CONSIGNE.
Reprenez mot pour mot le passage du jugement qui va de « MOTIFS DU JUGEMENT » à « prorogation de délai. ».

EXTRAIT DU TEXTE.
Référence : 2009 CF 1278

[TRADUCTION FRANÇAISE CERTIFIÉE, NON RÉVISÉE]

Ottawa (Ontario), le 16 décembre 2009

En présence de madame la juge Simpson

 

 

ENTRE :

RHEA TAIT

demanderesse

 

 

 

 

 

 

et

 

 

 

LE PROCUREUR GÉNÉRAL DU CANADA

défendeur

 

MOTIFS DU JUGEMENT ET JUGEMENT

 

[1]         La demanderesse, Rhea Tait, a demandé des prestations d’invalidité et obtenu une décision favorable d’un tribunal de révision (le Tribunal) nommé en vertu du Régime de pensions du Canada, LRC 1985, c C‑8 (la Loi). Le défendeur a demandé une prorogation de délai de 17 jours afin de solliciter la permission d’interjeter appel de la décision du Tribunal. Le 18 août 2008, un membre de la Commission d’appel des pensions (CAP) a fait droit à la demande de prorogation de délai et de permission d’interjeter appel (la décision de la CAP). La demanderesse conteste cette décision au moyen de la présente demande de contrôle judiciaire. Cependant, elle s’oppose uniquement à l’octroi de la prorogation de délai.

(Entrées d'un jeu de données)
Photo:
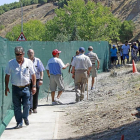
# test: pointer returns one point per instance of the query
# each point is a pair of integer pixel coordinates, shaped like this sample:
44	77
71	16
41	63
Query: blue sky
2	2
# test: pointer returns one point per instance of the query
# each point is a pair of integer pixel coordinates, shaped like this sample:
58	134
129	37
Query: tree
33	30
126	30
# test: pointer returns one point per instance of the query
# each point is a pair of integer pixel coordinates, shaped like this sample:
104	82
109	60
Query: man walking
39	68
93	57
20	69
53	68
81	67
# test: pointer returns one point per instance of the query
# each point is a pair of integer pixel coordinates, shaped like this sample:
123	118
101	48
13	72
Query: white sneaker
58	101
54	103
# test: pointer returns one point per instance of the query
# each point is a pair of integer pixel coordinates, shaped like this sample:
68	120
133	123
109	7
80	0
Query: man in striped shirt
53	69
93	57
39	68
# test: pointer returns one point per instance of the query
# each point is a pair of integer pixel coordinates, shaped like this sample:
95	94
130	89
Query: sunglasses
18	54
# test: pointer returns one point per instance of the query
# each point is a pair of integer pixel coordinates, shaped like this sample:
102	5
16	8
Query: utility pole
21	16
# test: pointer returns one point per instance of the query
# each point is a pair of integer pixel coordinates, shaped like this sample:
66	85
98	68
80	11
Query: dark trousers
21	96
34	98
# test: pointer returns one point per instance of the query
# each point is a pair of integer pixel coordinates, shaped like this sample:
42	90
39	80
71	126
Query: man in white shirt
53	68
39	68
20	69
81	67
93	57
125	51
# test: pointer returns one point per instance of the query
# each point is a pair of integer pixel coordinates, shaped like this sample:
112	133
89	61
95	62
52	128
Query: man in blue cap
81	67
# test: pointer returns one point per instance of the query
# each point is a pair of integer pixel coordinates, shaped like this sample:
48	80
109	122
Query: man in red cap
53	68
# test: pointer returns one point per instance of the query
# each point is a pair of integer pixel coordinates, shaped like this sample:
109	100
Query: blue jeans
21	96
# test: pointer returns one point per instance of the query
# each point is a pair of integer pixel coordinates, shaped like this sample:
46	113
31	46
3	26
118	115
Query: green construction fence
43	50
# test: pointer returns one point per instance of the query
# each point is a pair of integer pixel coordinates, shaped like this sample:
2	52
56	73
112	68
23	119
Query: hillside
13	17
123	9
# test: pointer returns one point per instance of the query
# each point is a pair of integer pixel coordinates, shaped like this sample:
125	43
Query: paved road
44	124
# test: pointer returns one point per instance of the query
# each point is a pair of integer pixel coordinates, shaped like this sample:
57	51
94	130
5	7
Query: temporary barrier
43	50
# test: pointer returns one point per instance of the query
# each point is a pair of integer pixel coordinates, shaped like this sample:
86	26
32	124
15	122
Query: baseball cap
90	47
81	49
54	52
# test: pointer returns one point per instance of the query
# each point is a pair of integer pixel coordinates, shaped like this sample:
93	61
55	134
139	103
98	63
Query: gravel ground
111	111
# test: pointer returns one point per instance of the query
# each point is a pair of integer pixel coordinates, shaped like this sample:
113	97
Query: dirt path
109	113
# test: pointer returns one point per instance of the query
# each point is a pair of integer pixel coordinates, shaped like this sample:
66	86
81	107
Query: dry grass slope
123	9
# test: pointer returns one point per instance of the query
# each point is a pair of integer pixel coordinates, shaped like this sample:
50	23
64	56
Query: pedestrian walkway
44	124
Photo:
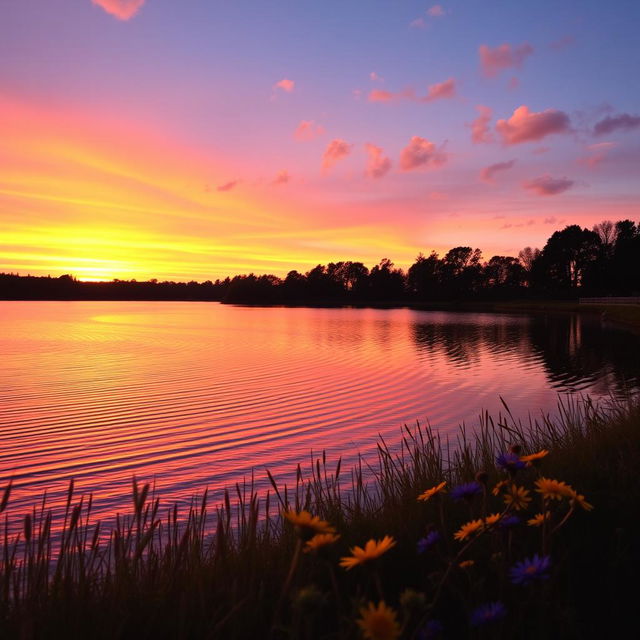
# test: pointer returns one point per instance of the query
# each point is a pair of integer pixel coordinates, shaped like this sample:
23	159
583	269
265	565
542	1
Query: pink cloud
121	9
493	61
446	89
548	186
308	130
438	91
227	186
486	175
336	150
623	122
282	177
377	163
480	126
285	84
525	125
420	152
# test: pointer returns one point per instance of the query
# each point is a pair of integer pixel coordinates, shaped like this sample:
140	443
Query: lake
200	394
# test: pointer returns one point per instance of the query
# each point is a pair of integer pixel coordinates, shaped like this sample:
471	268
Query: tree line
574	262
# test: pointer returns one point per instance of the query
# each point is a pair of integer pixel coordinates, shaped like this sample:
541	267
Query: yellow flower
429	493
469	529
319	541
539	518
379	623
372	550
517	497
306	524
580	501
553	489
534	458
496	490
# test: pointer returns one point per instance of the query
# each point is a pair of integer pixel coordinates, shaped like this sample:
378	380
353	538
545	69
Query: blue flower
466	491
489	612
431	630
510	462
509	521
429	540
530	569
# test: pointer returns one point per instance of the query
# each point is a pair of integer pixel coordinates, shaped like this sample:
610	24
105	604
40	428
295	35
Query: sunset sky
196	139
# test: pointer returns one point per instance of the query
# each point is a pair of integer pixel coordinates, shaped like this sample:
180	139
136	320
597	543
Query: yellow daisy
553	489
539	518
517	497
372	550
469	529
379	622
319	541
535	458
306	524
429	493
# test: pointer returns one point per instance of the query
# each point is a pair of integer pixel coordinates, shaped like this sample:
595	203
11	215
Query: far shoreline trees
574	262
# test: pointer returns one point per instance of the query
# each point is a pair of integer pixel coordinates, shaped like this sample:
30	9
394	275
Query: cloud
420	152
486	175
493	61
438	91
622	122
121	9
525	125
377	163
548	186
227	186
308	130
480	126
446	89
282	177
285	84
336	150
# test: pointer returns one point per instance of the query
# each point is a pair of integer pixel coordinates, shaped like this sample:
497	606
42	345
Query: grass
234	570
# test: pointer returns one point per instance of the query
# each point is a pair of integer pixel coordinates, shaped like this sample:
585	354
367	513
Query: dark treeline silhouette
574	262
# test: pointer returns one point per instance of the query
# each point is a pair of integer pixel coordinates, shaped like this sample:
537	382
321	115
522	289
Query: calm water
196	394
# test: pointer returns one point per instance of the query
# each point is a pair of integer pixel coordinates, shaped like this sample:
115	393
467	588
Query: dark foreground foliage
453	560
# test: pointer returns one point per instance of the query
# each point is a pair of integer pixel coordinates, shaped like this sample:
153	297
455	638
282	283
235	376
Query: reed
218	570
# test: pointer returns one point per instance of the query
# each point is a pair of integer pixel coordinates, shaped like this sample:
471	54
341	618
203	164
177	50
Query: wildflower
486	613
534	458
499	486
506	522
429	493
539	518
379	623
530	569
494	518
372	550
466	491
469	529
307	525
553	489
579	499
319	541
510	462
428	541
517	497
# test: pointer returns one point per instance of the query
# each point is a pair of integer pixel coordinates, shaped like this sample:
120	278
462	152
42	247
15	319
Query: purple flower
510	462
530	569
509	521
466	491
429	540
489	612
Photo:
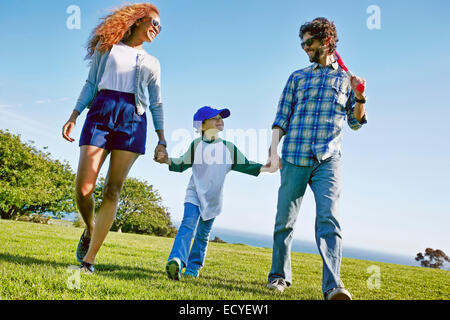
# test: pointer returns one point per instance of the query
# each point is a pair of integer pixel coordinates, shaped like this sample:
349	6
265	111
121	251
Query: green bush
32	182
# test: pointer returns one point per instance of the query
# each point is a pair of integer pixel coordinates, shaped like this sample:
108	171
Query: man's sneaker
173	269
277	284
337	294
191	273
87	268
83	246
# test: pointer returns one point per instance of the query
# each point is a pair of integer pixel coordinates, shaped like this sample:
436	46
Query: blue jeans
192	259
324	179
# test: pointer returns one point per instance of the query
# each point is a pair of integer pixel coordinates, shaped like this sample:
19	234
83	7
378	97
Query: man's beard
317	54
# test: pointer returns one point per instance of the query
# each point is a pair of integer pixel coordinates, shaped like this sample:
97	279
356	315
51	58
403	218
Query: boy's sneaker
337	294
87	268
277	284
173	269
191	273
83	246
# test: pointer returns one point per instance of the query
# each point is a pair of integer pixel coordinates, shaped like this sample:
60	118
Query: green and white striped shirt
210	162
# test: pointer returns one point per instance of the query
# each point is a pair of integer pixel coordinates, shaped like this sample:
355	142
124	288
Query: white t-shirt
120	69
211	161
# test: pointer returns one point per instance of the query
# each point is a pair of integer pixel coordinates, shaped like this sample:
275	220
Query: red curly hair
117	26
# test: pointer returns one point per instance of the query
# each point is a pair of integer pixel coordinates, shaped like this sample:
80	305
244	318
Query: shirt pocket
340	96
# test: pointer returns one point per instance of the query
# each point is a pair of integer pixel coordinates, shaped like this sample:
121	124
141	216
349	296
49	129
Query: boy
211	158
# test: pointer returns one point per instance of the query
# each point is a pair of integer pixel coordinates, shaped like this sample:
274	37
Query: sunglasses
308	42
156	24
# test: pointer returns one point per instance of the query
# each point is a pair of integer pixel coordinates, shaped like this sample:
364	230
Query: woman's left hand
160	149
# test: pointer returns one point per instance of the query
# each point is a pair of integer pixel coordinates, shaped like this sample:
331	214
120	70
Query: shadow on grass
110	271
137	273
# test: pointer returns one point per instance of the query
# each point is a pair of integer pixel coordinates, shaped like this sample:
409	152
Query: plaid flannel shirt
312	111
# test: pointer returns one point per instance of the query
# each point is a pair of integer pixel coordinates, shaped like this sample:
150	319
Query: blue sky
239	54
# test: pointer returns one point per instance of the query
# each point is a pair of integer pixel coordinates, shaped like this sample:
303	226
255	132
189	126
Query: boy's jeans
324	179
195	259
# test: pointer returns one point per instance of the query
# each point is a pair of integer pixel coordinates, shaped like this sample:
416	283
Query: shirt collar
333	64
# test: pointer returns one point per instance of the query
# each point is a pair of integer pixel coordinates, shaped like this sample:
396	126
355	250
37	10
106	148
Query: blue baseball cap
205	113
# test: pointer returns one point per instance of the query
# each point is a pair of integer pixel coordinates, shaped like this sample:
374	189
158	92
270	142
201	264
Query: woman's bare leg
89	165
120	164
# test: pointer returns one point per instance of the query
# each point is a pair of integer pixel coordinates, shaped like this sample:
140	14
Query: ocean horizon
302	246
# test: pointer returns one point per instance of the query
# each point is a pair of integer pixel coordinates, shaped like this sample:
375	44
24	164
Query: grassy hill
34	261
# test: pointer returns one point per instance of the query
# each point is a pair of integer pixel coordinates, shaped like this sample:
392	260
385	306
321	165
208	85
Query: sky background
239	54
...
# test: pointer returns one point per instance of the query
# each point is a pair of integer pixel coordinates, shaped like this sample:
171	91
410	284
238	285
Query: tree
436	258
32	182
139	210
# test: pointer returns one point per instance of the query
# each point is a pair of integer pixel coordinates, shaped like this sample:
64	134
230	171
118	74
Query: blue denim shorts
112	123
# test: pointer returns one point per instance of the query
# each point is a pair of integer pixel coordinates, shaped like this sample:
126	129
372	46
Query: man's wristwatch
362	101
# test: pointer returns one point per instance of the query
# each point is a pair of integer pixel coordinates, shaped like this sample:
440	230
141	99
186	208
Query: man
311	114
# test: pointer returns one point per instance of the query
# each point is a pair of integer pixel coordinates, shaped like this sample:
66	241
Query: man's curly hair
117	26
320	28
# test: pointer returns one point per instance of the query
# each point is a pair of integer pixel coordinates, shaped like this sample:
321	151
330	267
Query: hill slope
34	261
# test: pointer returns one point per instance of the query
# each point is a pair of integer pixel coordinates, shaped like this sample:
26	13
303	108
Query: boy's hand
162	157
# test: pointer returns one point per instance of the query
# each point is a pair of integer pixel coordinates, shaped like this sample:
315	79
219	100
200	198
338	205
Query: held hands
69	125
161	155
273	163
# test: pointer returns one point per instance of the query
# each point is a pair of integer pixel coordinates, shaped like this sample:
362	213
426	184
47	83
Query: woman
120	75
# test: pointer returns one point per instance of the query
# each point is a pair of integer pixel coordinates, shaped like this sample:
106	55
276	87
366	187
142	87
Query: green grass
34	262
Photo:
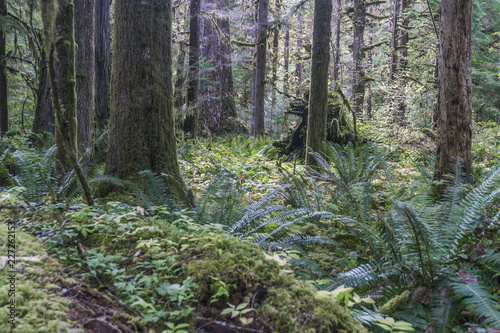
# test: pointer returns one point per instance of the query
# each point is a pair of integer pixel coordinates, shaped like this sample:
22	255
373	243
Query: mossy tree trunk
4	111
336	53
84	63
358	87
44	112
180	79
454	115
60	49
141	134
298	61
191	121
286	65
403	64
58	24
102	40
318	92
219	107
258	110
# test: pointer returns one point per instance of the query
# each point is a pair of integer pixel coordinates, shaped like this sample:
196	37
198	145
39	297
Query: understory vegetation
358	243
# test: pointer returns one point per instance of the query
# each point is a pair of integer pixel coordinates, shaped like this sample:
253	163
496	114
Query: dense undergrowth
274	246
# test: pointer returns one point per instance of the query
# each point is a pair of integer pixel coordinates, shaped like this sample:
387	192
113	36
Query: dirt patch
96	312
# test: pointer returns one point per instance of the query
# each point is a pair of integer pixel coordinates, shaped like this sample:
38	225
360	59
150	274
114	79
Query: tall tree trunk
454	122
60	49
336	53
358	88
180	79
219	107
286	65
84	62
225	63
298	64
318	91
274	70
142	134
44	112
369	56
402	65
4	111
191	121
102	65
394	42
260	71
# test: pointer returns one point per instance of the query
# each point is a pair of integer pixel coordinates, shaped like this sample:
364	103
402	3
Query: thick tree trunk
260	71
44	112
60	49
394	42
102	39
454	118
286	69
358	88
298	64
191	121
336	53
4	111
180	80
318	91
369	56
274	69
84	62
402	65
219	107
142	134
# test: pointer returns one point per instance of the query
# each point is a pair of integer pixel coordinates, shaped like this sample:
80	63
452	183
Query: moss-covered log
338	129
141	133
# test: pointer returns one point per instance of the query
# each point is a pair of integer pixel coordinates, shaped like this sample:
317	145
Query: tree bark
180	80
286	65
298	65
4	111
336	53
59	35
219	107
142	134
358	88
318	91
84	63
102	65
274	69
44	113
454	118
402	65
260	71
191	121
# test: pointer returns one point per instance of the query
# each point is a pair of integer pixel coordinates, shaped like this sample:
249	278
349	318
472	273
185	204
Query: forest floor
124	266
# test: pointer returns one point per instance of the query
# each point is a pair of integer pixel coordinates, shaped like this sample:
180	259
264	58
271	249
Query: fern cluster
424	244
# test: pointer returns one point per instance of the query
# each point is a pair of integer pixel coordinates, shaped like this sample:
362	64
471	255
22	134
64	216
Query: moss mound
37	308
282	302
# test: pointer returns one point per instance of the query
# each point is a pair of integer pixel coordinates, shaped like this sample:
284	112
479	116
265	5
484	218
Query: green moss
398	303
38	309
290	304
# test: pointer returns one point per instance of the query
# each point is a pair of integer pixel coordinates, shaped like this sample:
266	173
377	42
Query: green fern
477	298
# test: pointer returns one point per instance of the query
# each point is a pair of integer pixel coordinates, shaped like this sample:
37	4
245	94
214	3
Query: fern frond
---
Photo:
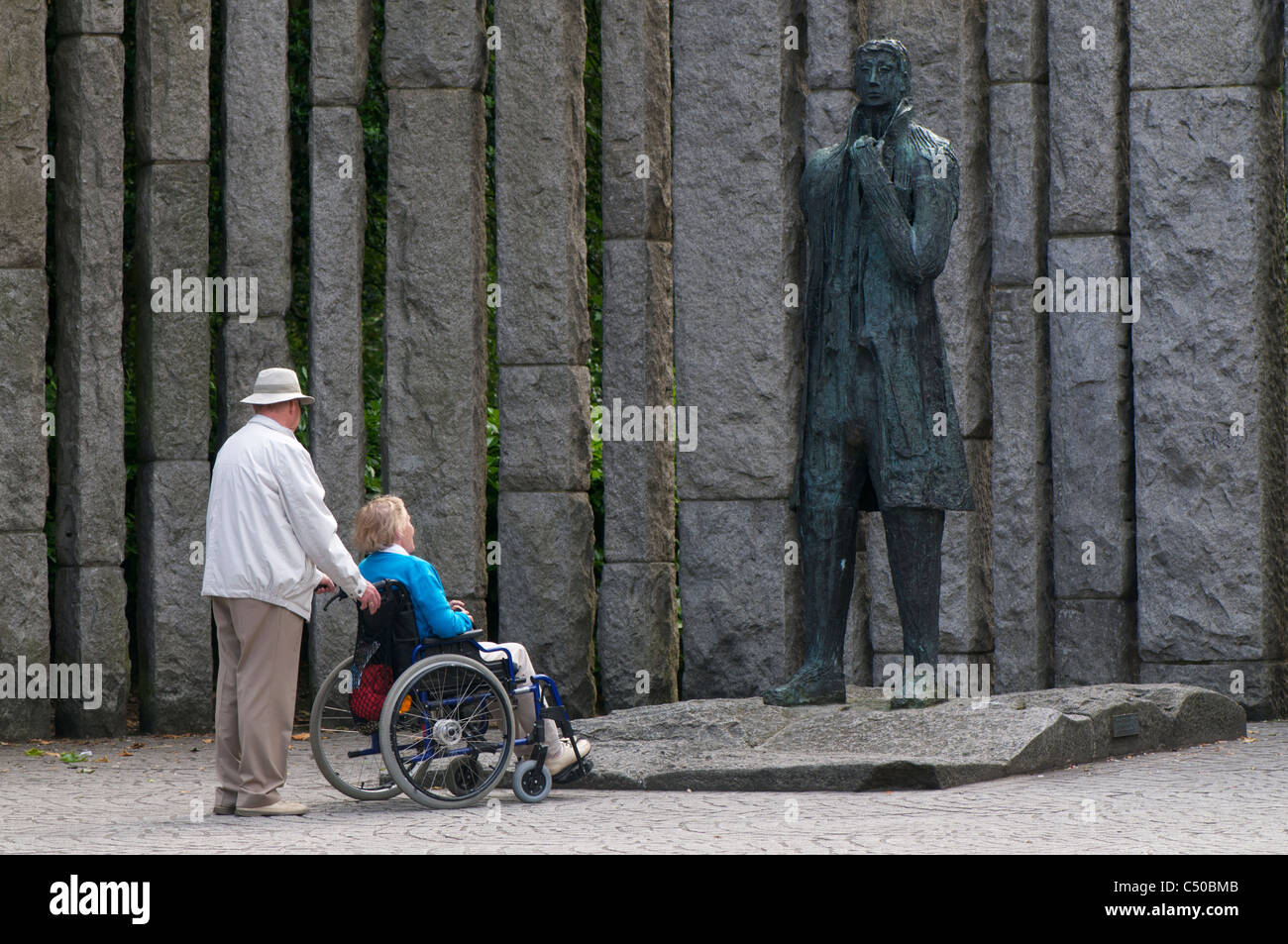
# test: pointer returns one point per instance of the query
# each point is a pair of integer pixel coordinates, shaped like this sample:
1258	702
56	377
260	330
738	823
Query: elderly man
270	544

RÉSULTAT ATTENDU.
MOTIFS DU JUGEMENT ET JUGEMENT

 

[1]         La demanderesse, Rhea Tait, a demandé des prestations d’invalidité et obtenu une décision favorable d’un tribunal de révision (le Tribunal) nommé en vertu du Régime de pensions du Canada, LRC 1985, c C‑8 (la Loi). Le défendeur a demandé une prorogation de délai de 17 jours afin de solliciter la permission d’interjeter appel de la décision du Tribunal. Le 18 août 2008, un membre de la Commission d’appel des pensions (CAP) a fait droit à la demande de prorogation de délai et de permission d’interjeter appel (la décision de la CAP). La demanderesse conteste cette décision au moyen de la présente demande de contrôle judiciaire. Cependant, elle s’oppose uniquement à l’octroi de la prorogation de délai.